§ **Task prompt**: Pull out every line in the material below that includes the word "beach", copying each one unchanged.
.....
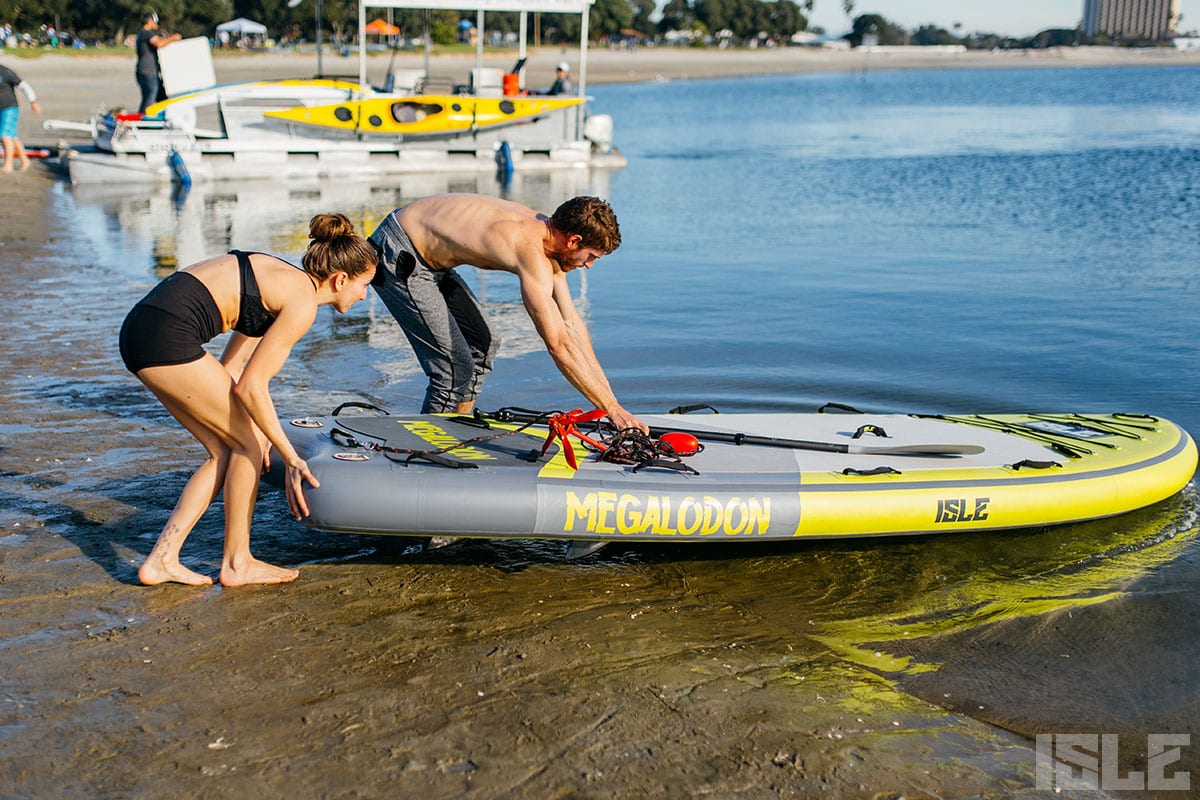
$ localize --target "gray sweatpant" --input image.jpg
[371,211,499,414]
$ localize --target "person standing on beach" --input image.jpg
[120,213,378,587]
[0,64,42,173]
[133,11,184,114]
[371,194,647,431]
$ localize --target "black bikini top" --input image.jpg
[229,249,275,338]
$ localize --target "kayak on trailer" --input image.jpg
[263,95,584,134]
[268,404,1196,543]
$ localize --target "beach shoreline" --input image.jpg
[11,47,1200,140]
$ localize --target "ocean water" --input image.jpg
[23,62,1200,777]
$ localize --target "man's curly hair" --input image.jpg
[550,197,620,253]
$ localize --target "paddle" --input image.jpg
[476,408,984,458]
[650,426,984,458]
.....
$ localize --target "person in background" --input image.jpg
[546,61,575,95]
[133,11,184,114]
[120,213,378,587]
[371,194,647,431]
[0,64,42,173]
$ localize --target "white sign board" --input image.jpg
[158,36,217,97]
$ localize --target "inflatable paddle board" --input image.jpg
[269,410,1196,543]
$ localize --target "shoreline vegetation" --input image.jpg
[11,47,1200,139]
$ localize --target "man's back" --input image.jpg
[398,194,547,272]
.....
§ **Output below**:
$ localize --target "person standing on beach" --input image.jpg
$ localize --target "beach shoreline" --input image.jpg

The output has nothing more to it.